Task details:
Every line from the line containing "the horse neck" through the final line of the data is to be printed exactly; no other line is to appear.
[Opening Given entries section]
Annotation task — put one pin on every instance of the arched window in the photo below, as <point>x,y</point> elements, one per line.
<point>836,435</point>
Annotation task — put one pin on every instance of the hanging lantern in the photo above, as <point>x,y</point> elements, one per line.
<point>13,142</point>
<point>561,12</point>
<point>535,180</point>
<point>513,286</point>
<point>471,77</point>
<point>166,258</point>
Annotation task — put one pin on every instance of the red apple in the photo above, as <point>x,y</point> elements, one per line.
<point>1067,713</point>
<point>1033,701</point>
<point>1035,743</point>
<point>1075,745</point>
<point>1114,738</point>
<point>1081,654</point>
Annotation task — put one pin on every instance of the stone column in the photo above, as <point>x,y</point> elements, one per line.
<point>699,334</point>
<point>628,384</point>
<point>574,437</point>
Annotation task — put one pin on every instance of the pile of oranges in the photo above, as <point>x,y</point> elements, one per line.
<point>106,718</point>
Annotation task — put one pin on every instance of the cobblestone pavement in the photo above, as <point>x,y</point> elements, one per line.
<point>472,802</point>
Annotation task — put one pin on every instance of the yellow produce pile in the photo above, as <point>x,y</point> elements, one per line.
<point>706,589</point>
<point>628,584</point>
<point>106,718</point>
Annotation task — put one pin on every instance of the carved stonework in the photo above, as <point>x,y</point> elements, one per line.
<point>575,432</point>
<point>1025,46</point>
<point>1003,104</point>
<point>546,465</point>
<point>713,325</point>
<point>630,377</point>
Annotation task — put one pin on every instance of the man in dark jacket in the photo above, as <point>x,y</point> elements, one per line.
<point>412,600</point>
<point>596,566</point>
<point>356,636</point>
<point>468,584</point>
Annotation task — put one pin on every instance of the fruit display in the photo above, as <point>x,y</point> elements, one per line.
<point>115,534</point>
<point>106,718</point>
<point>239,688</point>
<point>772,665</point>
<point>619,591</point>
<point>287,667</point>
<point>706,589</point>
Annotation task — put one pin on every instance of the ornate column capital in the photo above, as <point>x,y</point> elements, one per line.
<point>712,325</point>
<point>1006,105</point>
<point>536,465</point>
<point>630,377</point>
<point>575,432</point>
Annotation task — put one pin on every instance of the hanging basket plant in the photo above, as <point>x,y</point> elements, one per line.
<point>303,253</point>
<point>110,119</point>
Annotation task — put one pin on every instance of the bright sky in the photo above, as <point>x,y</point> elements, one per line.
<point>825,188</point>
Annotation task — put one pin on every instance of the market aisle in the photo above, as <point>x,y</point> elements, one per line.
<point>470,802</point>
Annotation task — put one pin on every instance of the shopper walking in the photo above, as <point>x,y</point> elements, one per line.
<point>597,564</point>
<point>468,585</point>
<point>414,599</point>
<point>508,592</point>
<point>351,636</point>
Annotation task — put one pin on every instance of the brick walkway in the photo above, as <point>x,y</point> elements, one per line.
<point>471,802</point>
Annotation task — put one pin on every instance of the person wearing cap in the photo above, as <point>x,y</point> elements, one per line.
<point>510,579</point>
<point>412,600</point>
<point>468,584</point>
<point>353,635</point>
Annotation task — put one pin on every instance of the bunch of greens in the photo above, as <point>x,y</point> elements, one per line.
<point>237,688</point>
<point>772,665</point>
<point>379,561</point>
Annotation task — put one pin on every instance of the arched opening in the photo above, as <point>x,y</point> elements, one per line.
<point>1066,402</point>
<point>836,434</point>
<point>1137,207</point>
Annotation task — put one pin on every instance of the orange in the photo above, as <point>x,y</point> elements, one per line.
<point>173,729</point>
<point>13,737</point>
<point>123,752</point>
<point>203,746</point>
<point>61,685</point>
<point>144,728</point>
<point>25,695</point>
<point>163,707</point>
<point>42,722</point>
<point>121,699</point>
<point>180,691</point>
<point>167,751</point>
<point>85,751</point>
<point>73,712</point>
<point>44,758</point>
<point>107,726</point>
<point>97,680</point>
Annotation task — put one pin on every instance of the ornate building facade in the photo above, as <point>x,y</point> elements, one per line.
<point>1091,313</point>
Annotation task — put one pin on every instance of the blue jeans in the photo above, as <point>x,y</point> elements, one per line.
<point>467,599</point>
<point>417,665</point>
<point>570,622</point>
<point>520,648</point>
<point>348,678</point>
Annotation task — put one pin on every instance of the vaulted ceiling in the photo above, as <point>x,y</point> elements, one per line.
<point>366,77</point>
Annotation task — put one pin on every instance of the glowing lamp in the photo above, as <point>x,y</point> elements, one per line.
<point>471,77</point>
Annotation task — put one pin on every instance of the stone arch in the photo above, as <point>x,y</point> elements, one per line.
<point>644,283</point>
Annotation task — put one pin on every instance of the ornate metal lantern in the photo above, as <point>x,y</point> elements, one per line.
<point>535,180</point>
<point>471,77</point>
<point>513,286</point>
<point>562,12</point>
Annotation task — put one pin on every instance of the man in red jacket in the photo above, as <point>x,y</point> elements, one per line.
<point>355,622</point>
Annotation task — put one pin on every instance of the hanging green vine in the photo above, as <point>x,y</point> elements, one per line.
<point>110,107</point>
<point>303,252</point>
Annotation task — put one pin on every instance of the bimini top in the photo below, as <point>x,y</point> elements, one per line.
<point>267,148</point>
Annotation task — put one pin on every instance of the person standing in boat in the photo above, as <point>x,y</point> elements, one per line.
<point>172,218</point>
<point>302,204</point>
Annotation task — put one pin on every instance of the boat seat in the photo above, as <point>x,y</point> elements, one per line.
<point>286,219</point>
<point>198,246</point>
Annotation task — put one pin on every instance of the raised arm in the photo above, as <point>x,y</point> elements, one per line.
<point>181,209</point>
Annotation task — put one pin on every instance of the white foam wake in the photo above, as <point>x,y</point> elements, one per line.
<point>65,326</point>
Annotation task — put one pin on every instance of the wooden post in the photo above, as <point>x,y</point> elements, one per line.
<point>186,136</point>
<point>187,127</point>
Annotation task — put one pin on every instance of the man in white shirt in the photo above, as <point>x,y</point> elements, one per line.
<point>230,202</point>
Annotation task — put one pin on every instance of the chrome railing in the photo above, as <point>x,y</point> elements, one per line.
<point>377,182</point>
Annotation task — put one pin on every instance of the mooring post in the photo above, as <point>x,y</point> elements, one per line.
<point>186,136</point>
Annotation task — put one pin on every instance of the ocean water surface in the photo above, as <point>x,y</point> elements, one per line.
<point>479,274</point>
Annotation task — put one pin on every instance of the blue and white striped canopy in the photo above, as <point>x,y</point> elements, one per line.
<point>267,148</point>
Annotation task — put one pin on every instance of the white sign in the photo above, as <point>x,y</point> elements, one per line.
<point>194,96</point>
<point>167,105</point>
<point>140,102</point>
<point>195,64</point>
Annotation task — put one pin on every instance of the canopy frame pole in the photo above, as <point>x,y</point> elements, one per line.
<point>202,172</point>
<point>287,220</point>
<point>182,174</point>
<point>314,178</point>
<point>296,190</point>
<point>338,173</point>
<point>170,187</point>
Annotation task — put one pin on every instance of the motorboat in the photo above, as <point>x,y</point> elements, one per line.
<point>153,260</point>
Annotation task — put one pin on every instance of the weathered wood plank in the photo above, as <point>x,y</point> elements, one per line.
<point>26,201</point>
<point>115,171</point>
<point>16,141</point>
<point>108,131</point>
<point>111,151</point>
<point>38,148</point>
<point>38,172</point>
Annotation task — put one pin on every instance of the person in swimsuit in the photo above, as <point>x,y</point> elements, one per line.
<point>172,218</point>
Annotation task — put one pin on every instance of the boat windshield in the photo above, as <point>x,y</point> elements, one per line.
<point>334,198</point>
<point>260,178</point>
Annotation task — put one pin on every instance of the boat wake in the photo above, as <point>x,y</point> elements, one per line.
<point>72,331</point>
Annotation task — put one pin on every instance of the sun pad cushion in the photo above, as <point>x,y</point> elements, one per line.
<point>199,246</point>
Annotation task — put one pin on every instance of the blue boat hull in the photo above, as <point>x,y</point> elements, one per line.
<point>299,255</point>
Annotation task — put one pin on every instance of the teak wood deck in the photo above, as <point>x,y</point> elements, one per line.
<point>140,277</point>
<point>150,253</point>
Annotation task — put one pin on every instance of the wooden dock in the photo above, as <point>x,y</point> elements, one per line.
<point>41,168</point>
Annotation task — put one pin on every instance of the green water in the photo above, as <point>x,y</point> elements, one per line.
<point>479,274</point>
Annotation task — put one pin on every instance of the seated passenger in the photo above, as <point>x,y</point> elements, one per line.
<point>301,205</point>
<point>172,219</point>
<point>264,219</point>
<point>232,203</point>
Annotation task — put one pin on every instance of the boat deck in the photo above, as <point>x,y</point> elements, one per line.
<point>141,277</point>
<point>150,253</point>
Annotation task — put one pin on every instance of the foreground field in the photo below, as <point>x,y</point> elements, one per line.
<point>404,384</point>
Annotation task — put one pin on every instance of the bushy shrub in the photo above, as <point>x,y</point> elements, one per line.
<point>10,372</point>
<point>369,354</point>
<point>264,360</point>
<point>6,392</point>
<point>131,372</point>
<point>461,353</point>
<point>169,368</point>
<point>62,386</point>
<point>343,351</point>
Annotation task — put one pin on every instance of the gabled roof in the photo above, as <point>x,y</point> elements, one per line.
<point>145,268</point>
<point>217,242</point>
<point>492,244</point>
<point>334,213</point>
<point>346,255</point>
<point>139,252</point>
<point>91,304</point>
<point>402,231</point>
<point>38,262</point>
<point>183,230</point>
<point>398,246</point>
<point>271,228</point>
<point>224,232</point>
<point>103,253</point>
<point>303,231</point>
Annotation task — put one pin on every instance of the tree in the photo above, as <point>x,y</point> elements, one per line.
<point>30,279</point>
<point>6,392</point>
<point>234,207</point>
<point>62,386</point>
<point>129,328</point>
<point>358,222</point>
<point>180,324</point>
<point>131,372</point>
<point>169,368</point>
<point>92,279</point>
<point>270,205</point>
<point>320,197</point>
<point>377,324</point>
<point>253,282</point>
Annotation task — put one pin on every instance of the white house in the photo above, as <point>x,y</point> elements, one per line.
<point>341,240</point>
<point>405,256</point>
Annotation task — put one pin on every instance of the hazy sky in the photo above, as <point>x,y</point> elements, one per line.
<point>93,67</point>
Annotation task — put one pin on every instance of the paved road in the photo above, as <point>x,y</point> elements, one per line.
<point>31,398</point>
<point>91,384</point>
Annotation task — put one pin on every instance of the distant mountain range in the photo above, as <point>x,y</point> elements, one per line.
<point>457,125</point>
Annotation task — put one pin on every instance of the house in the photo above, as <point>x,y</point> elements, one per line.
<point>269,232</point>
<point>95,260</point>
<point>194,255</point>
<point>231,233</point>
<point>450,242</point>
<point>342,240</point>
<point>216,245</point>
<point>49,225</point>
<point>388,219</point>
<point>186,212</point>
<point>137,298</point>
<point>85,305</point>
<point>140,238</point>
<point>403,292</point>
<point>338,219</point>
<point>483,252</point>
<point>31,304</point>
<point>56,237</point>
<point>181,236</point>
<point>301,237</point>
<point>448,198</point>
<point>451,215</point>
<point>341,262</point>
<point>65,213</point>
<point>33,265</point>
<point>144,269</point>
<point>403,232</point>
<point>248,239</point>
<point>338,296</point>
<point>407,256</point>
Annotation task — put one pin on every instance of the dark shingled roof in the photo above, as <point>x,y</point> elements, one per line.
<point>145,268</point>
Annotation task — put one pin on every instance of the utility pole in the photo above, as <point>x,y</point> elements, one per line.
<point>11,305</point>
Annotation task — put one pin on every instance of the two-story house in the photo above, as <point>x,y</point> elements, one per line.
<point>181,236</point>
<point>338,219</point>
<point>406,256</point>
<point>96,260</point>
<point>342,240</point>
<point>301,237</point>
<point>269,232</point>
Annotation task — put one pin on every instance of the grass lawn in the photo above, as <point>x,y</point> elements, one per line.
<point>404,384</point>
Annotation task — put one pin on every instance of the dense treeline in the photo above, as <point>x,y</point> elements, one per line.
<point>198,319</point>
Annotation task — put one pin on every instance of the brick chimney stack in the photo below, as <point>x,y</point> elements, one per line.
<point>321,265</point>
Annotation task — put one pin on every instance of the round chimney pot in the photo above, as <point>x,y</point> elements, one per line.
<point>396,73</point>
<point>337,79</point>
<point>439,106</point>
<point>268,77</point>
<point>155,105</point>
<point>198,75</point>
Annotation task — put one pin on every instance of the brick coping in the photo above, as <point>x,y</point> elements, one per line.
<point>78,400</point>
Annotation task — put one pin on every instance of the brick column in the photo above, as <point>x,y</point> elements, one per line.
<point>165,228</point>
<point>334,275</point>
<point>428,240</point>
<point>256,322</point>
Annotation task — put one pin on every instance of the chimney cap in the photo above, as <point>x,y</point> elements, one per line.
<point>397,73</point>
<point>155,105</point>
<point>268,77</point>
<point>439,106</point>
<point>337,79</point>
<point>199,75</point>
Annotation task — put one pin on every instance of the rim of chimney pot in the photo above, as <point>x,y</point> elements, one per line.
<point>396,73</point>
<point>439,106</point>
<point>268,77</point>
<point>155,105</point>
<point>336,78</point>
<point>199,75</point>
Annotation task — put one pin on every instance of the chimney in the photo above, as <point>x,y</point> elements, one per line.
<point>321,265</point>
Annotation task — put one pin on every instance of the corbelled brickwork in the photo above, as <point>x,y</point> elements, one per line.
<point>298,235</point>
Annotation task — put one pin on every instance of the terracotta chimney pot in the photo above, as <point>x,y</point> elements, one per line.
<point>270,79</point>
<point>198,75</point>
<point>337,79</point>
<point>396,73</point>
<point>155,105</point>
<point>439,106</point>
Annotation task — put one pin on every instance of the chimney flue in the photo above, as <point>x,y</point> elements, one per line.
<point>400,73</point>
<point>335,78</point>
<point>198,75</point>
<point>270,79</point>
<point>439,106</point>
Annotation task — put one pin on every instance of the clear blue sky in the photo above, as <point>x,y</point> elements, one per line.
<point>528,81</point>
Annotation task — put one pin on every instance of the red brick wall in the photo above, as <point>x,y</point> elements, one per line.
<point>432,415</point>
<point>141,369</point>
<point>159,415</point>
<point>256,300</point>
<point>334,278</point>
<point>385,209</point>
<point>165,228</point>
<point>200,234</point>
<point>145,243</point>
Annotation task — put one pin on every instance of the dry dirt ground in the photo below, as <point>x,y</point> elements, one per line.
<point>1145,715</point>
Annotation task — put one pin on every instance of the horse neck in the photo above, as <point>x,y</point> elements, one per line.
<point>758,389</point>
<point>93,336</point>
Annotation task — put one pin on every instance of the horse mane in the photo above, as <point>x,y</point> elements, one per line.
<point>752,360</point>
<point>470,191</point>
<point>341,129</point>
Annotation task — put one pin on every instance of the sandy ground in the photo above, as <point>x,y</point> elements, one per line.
[Closing Given entries section]
Exercise output:
Annotation task — put one pin on every instance of the horse neck in the photo above, as <point>x,y</point> elements, one per line.
<point>758,389</point>
<point>93,336</point>
Annotation task — put one pin on every instance of the horse mane in the photo above, as <point>x,y</point> elements, one per line.
<point>752,360</point>
<point>470,191</point>
<point>341,129</point>
Annotation task — put one pin on every instance of the sandy ground in the photo above, as <point>x,y</point> elements, one per line.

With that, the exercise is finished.